Il tuo obiettivo:
Nel brano sulla baraccopoli di Rosarno, che cosa festeggiava l'uomo nigeriano che invita a pranzo chi scrive?

Estratto del documento:
----

Una condizione che mi viene da rendere con una sola parola: disumana. La mancanza d’assistenza sanitaria e sociale rende il tutto ancora più squallido. L’idea che dopo un infortunio sul lavoro o in ambiente “domestico” tu non possa essere tutelato e non abbia diritto a ricevere cure e medicinali, rende chi questa situazione l’ha creata e la protrae, un essere immorale ed ignobile.
Ringrazio Mohammad, un ragazzo di 30anni che si è offerto di portarmi nella baraccopoli di Rosarno facendomi passare la giornata a girovagare tra le baracche, a mostrarmi le condizioni igieniche dei ‘bagni pubblici’ (in cui spesso l’acqua non arriva), a prendere una bevanda energetica per sopportare il caldo asfissiante in uno dei bar-baracca che popolano quel piccolo ghetto (che chiamo così senza disprezzo, non sapendo quale parola più giusta utilizzare). Ringrazio di essere invitata a pranzare da un uomo nigeriano che festeggiava il recente ricongiungimento con la moglie ed il figlio.

Quel figlio aveva 4 anni all’incirca. Ma come vivrà la sua infanzia? Quali possibilità gli verranno offerte?
Quale istruzione?   Quale tutela?   Quale dignità?




La dignità dell’accoglienza è la presa di coscienza da parte nostra, come cittadini e come uomini, delle storie e delle condizioni che questi migranti vivono ed hanno vissuto; è la professionalità e la cura che le associazioni impiegano nello svolgere il loro lavoro; è (o meglio, dovrebbe essere) la tutela e l’adozione di determinate pratiche e leggi da parte delle istituzioni e dei più alti organi di governo volte all’inserimento dei nuovi futuri cittadini del nostro Stato; è la revisione della Convenzione di Dublino e del Decreto Sicurezza. È la restituzione dei diritti dell’uomo e del rifugiato in un paese (e un continente) che si presenta al mondo come civilizzato e democratico.

----

Righe mostrate:

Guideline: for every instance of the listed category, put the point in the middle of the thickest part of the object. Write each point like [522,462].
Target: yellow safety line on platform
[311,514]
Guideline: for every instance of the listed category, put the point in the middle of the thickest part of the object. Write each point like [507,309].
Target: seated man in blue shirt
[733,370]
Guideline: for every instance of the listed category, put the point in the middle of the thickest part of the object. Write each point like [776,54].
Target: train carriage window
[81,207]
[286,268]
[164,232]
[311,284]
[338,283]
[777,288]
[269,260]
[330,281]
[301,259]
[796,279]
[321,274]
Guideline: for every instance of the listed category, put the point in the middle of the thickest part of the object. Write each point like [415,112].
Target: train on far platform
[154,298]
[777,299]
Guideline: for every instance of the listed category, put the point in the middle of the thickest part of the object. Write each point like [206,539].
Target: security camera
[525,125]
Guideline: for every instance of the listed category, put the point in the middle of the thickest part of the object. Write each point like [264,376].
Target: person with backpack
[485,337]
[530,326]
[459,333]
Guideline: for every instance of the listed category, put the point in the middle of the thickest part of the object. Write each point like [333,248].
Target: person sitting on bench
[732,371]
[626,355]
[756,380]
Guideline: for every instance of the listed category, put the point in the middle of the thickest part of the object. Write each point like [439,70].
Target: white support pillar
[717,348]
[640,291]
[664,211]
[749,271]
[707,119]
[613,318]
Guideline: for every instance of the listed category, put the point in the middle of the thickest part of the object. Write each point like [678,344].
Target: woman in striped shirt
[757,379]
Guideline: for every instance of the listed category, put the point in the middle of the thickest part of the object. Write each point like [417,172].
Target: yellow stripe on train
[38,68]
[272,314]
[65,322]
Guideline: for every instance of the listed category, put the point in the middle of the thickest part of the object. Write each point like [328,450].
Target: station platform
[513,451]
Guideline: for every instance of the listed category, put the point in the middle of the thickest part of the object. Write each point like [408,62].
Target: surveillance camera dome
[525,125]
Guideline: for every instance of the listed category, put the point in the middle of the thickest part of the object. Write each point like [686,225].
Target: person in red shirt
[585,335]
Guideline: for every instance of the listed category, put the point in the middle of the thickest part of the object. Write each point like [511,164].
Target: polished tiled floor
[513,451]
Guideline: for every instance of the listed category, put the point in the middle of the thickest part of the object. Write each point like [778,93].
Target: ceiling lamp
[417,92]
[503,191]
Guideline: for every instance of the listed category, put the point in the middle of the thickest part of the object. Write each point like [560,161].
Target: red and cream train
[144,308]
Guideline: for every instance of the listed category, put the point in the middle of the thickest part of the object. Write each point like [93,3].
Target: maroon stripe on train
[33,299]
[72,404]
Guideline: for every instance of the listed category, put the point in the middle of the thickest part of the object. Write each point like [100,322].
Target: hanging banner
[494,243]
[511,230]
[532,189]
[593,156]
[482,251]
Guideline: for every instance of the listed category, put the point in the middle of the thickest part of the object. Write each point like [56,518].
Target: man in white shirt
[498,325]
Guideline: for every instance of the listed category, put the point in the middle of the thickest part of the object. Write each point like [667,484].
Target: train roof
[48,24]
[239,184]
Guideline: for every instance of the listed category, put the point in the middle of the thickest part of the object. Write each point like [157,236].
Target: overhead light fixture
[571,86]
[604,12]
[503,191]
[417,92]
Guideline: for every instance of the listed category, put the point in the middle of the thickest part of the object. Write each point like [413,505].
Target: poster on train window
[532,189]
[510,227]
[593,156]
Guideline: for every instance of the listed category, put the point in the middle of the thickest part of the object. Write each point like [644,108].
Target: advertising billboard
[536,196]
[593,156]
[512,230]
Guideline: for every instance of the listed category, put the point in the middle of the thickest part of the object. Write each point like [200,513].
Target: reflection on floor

----

Risultato:
Il recente ricongiungimento con la moglie e il figlio.